◆ **Task requirements**: Reproduce every line from the start of the records through the line holding "[574,480,666,647]", inclusive, with each bounding-box coordinate in the answers multiplied by 2 and rounded to a whole number, halves rounded up. Leave all other text on those lines unchanged.

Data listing
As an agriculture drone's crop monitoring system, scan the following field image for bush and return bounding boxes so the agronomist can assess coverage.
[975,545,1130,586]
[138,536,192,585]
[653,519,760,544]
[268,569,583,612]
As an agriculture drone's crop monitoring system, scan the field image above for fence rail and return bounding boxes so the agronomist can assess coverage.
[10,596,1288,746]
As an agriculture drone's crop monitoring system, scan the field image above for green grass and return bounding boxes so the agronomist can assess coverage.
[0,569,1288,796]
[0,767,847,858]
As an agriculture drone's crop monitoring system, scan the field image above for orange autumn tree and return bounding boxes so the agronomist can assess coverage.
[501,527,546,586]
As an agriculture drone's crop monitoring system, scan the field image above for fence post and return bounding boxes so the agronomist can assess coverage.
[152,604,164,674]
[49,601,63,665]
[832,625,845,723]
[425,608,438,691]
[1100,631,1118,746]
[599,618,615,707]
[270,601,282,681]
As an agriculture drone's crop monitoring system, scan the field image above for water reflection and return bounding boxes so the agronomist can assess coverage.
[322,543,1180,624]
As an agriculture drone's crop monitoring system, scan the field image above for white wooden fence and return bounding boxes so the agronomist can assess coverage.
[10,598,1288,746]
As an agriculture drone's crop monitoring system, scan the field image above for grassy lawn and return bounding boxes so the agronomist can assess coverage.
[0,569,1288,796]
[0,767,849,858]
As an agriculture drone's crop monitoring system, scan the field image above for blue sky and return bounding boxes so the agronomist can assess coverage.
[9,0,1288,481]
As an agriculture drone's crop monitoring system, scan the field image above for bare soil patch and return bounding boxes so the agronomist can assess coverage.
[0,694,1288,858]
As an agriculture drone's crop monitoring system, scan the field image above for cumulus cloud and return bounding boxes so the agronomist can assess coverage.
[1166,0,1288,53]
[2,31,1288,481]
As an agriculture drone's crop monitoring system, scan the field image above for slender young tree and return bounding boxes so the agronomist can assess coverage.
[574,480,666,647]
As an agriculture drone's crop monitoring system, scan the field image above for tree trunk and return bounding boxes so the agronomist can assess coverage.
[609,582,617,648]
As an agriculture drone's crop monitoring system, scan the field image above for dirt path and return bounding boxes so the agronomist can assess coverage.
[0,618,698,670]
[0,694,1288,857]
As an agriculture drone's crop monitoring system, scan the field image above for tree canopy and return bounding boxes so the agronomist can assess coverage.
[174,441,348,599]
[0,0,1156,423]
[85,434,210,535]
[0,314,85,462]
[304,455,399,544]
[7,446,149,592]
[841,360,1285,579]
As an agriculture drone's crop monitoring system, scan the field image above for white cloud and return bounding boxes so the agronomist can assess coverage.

◆ **Answer**:
As an agriculture drone's crop monitoring system, scan the following field image for bush and return bounding boxes so the agronomist can assess coverage.
[1950,1090,2260,1172]
[276,1072,384,1170]
[1306,1038,1520,1088]
[536,1138,1166,1224]
As an agriculture drone's crop monitoring system, scan the field image above for fence rail and return bounding boxes so the agronomist can assess coverage.
[20,1192,2576,1492]
As an agriculture drone's crop monitoring system, scan the field image above for green grass and return bounding boxes so the agronomist can assess coverage.
[0,1138,2576,1592]
[0,1534,1694,1716]
As an agriculture drone's crop monitoring system, scan the field image above for orange autumn tree and return bounding boxes so the agronomist can assess coverage.
[1002,1054,1092,1172]
As an agriculture drone's crop monitoring system, scan the field image above for fence post and return bounding boxes so the agronomist can assess coverage.
[304,1208,328,1348]
[98,1202,126,1330]
[1664,1250,1690,1446]
[850,1216,876,1382]
[2200,1262,2236,1492]
[1198,1236,1230,1414]
[540,1202,564,1362]
As an agriculture drone's crop monitoring system, scan the field image above for water reflection and return bounding boxes so the agronomist can assess coverage.
[644,1086,2360,1248]
As an agriculture drone's crop monitoring system, scan the field image above for white wooden fence and return bounding boxes so the agronomist can assess coverage.
[20,1196,2576,1492]
As an agriculture drone's crop monitoring system, scan the field image above for grassy lawn and return bounding boxes so the agronomist can assess coverage.
[0,1138,2576,1592]
[0,1534,1698,1716]
As an agriculture drone's crop monitoring system, scan the field image above for blue sky and return bounding boxes so the agronomist can assess coverage.
[18,0,2576,962]
As an agriculture drone's crop monitoring system, scan the field image above for bare soil patch and return bounding boxes so the agronomist can assess coverage.
[0,1388,2576,1716]
As an agriculture drone's crop monitoring system, scan the field image above for cumulus cloud and return bounding boxes so the agronomist can assess coverage.
[2332,0,2576,106]
[4,62,2576,962]
As an agriculture drone's crop monitoring system, scan the field image above for slender young tree and return bounding boxes so the agronomist can assess coverage.
[1148,960,1332,1294]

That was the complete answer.